[START OF Stored records]
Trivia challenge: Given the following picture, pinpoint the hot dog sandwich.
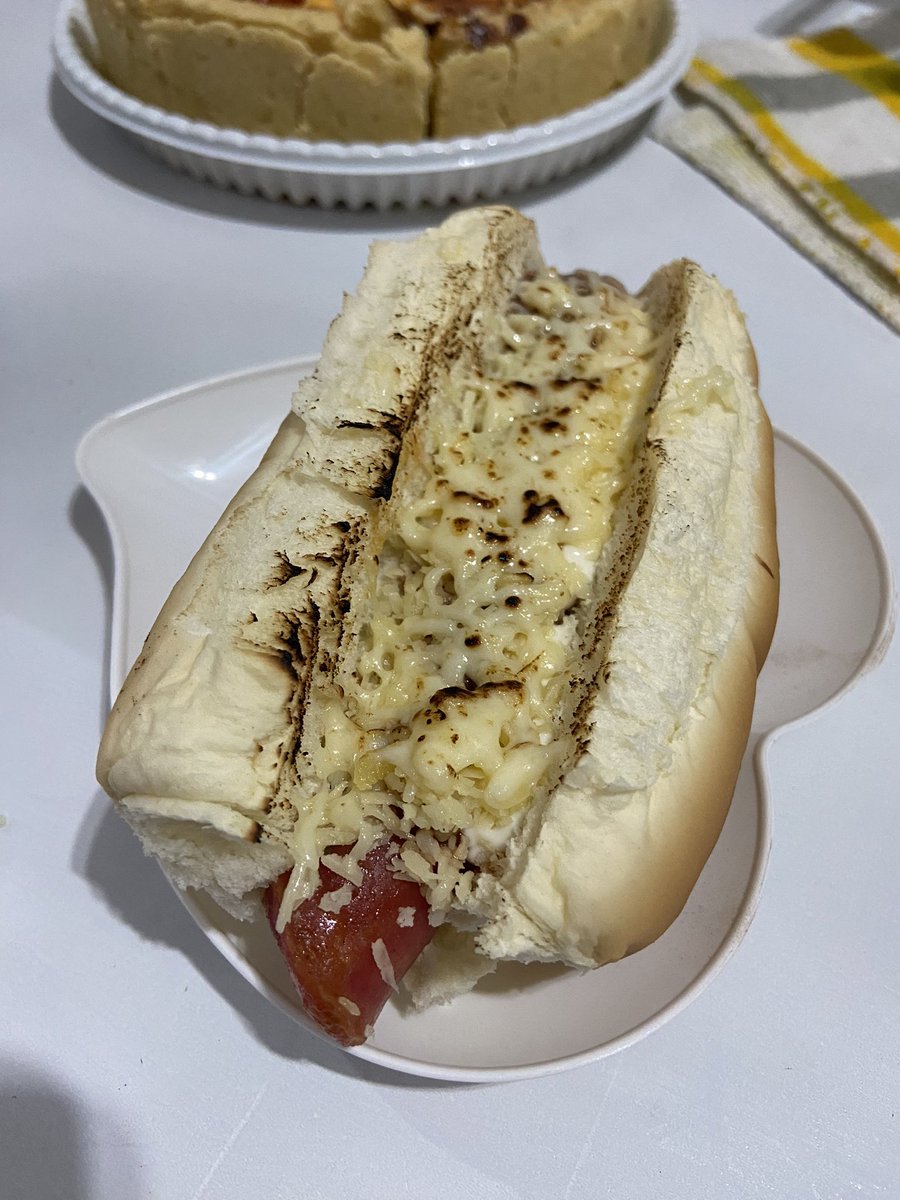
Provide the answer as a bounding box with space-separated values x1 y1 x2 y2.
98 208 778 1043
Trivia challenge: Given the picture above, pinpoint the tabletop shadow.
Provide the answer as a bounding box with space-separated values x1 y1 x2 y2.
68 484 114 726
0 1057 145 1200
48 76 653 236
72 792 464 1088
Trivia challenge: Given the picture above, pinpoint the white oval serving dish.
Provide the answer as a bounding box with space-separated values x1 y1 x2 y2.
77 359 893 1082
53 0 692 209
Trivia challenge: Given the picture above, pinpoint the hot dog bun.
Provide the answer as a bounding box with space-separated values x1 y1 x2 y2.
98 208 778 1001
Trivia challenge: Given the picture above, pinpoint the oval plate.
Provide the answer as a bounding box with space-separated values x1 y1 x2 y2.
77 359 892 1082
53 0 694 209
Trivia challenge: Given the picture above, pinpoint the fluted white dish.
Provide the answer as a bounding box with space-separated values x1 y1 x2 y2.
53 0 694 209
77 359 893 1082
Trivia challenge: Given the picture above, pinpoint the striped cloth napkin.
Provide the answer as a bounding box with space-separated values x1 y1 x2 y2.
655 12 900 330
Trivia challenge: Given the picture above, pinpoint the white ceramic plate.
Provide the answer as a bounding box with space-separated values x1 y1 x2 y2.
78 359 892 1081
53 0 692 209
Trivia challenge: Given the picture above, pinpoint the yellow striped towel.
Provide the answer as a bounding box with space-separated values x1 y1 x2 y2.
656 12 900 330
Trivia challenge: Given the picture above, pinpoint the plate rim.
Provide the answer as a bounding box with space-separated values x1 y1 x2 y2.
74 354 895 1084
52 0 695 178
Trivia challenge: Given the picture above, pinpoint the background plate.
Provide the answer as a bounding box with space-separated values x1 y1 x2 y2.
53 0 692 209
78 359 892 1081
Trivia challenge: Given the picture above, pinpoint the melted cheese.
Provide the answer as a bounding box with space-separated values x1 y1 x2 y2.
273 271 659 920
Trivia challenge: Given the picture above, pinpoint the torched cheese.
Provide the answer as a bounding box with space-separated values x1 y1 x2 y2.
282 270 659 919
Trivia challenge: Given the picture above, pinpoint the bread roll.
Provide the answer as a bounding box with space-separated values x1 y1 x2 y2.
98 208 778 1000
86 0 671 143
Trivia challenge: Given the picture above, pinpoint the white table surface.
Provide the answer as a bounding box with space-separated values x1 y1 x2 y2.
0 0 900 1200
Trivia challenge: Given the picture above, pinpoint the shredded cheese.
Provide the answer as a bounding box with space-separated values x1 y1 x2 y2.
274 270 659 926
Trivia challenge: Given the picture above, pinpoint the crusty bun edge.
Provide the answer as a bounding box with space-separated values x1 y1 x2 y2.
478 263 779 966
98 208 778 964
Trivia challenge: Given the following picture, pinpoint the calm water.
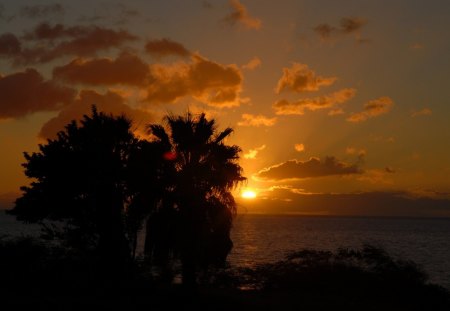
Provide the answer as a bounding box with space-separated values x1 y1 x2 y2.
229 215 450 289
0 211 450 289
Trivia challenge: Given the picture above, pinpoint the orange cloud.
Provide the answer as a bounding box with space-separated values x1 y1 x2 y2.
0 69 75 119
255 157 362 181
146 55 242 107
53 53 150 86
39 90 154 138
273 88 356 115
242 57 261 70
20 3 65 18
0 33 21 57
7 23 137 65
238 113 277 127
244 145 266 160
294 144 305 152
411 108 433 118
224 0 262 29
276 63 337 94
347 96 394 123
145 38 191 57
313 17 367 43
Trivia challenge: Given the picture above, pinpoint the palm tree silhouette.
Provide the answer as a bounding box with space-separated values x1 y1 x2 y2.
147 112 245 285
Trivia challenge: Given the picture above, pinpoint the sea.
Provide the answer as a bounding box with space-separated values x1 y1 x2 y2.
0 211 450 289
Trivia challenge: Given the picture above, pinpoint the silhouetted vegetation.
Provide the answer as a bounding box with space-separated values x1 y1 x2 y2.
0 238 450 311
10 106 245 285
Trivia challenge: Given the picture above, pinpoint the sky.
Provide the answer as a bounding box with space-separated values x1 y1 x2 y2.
[END OF Stored records]
[START OF Stored records]
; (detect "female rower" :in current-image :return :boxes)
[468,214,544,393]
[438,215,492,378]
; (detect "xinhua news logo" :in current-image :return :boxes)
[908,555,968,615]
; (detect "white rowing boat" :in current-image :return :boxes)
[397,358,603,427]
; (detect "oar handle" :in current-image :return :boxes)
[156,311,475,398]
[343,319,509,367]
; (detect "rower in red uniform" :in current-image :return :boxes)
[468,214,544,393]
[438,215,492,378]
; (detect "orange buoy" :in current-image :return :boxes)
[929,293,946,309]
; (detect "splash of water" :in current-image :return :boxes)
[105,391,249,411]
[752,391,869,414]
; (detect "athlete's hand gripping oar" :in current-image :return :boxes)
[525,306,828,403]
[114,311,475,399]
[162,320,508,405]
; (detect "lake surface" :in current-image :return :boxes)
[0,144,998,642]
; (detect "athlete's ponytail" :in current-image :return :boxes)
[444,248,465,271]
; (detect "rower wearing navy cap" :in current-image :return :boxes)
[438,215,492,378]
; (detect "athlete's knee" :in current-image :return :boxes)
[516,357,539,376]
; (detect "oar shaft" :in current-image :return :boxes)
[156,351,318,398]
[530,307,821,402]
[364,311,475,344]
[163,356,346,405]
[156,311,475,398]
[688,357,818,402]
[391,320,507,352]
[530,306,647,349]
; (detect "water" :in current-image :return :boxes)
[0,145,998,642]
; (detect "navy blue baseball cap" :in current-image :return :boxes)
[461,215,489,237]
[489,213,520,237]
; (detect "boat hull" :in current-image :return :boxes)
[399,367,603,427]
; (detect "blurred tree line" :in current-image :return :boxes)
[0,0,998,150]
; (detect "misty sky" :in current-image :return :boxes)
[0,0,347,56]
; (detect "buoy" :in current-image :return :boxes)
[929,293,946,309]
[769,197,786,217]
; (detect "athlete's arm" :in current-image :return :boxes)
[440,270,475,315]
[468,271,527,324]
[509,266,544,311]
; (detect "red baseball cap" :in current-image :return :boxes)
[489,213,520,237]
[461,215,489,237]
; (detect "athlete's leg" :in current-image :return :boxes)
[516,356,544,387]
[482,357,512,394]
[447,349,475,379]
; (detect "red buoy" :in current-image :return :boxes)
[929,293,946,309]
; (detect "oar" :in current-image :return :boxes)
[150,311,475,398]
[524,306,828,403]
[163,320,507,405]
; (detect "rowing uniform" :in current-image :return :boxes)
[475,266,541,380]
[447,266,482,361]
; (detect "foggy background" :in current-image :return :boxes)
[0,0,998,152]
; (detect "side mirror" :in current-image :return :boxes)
[END OF Stored records]
=== Goal ===
Count the lines above that contain the word "cheese", and reply with the number alone.

=== Final answer ===
3